··· Extract
If you understand Monopoly, you can understand how credit cycles work

From Ray Dalio:

I find that whenever I start talking about cycles, particularly big, long-term cycles, people’s eyebrows go up; the reactions I elicit are similar to those I’d expect if I were talking about astrology. For that reason, I want to emphasize that I am talking about nothing more than logically-driven series of events that recur in patterns. In a market-based economy, expansions and contractions in credit drive economic cycles, which occur for perfectly logical reasons. Though the patterns are similar, the sequences are neither pre-destined to repeat in exactly the same ways nor to take exactly the same amount of time.

To put these complicated matters into very simple terms, you create a cycle virtually anytime you borrow money.

Buying something you can’t afford means spending more than you make. You’re not just borrowing from your lender; you are borrowing from your future self. Essentially, you are creating a time in the future in which you will need to spend less than you make so you can pay it back. The pattern of borrowing, spending more than you make, and then having to spend less than you make very quickly resembles a cycle. This is as true for a national economy as it is for an individual. Borrowing money sets a mechanical, predictable series of events into motion.
······
··· Information given
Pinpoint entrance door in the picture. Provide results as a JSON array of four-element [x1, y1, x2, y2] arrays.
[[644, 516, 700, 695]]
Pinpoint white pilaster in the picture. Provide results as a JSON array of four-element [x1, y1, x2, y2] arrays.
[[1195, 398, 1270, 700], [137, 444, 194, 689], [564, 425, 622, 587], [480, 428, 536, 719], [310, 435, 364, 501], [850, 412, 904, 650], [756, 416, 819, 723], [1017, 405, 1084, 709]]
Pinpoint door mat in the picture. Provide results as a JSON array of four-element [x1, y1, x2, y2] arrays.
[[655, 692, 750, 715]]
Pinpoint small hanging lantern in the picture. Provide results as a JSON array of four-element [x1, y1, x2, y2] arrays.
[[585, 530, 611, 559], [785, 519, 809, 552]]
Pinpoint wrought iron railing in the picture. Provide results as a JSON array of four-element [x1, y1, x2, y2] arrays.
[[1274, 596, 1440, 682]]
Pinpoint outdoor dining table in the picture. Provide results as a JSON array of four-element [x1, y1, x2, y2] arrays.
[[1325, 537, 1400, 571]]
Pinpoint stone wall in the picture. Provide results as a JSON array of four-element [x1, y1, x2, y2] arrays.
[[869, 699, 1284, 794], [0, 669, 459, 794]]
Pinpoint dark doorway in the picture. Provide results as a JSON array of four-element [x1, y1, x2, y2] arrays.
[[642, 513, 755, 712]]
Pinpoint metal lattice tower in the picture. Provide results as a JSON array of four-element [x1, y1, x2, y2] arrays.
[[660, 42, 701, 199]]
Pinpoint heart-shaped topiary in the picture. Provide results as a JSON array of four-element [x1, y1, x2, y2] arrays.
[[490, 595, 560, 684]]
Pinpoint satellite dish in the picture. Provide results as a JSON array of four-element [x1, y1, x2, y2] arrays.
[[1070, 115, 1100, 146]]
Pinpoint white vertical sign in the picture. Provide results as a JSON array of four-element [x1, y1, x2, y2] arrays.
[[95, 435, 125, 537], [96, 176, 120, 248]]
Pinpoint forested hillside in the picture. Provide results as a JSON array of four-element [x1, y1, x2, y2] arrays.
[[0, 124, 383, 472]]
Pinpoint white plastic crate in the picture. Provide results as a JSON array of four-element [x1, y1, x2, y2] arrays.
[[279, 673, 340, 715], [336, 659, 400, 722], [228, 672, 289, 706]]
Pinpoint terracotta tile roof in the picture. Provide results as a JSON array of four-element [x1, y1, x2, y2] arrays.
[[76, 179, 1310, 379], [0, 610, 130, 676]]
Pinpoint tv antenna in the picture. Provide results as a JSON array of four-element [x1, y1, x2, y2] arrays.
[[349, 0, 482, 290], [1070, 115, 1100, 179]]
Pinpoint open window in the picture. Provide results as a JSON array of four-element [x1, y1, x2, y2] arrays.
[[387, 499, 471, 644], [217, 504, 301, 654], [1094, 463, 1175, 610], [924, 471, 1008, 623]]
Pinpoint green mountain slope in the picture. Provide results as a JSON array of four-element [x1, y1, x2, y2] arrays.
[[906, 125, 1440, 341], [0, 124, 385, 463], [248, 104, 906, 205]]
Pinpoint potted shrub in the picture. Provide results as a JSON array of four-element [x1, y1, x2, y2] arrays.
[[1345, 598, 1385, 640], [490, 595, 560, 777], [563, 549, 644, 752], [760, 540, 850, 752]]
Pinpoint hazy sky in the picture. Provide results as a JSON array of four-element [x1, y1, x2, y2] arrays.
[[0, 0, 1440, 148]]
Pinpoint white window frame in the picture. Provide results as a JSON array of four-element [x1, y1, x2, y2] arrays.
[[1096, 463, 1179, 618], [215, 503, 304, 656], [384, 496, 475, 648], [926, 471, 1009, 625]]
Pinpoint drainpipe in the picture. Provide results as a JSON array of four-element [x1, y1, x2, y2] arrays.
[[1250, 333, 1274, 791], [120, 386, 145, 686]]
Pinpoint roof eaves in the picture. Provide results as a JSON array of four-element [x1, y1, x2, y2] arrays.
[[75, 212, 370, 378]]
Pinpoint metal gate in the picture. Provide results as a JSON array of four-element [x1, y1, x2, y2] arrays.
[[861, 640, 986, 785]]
······
**Written problem**.
Reproduce the passage of the credit cycles text above, from "Buying something you" up to and including "events into motion.".

**Task solution**.
Buying something you can’t afford means spending more than you make. You’re not just borrowing from your lender; you are borrowing from your future self. Essentially, you are creating a time in the future in which you will need to spend less than you make so you can pay it back. The pattern of borrowing, spending more than you make, and then having to spend less than you make very quickly resembles a cycle. This is as true for a national economy as it is for an individual. Borrowing money sets a mechanical, predictable series of events into motion.